The company maintains its product is a “a safe, nutritious beef that has lowered the cost of lean ground beef sold to consumers for nearly 20 years.” As a result of unfavorable news coverage, BPI saw its sales of this beef product drop from five million pounds per week to two million, forcing the company to shutter three of its four processing facilities and laid off 700 of its 1,300 employees, the filing claims.

“The lawsuit is without merit,” Jeffrey Schneider, Senior Vice President of ABC News, said Thursday. “We will contest it vigorously.”

The product, ABC reported Thursday is “made of beef trimmings that are heated and spritzed with ammonia gas to kill bacteria. Blending in the product can reduce the price of ground beef. The USDA says that the product is safe to eat and reduces the overall fat content of beef products.”

Besides ABC News Inc., some other defendants named in the lawsuit include Diane Sawyer, two ABC correspondents, the USDA microbiologist who gave the product the nickname “pink slime,” and a former manager at BPI.

The complaint is unintentionally hilarious at multiple points, referring to cattle as “bovine animals” (“BPI’s process produces an additional 10 to 20 pounds of lean beef (95% lean) from each bovine animal,”) and describing common food items that can be considered “fillers” (“First, lean finely textured beef  is not a ‘filler.’ Lean finely textured beef is not a filler because it is a beef product added with other beef products to make ground beef, a beef product. Meat fillers include cereals, legumes, vegetable, roots and tubers.”)

The case also leans heavily on definitions. Such as slime:

Defendants used the phrase “pink slime” to create a consumer backlash against BPI and lean finely textured beef. “Slime” is defined as: “[a] moist, soft, and slippery substance, typically regarded as repulsive” by OXFORD DICTIONARY; “[m]oist or sticky matter considered filthy or disgusting” by COLLINS DICTIONARY; “[v]ile or disgusting matter” by the AMERICAN HERITAGE DICTIONARY; “[a] viscous, glutinous, or gelatinous substance” by MERRIAM-WEBSTER DICTIONARY; and “any ropy or viscous liquid matter, especially of a foul kind” or “any moist viscous fluid, esp when noxious or unpleasant” by DICTIONARY.COM.

When Defendants called lean finely textured beef “pink slime,” consumers understood that Defendants were indicating that lean finely textured beef was a noxious, repulsive, and filthy fluid. There is not a more offensive way of describing a consumable product than to call it “slime.” By repeatedly referring to lean finely textured beef as “pink slime,” Defendants conveyed that LFTB was not beef but instead was an unsafe and unhealthy substance that was included in ground beef.

-- Collected material --
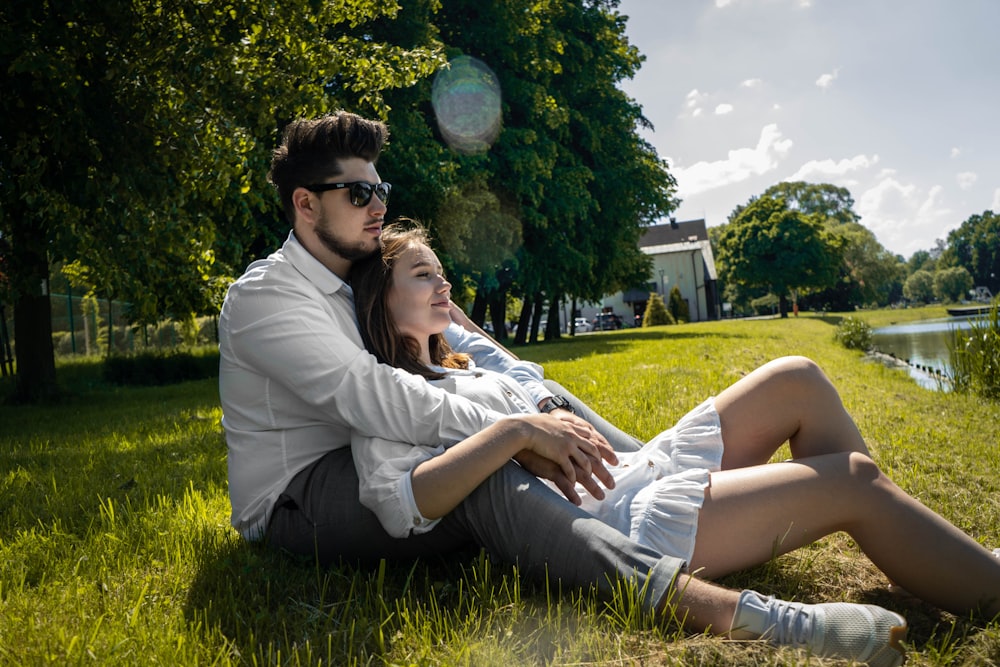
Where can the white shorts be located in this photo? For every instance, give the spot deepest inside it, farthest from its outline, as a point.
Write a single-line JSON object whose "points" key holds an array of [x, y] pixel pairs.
{"points": [[660, 488]]}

-- Your assignment --
Please translate this sentence from the pink slime lawsuit text into Spanish: "There is not a more offensive way of describing a consumable product than to call it 'slime.'"

-- Reply --
No hay una manera más ofensiva de describir un producto de consumo que llamarlo «baba».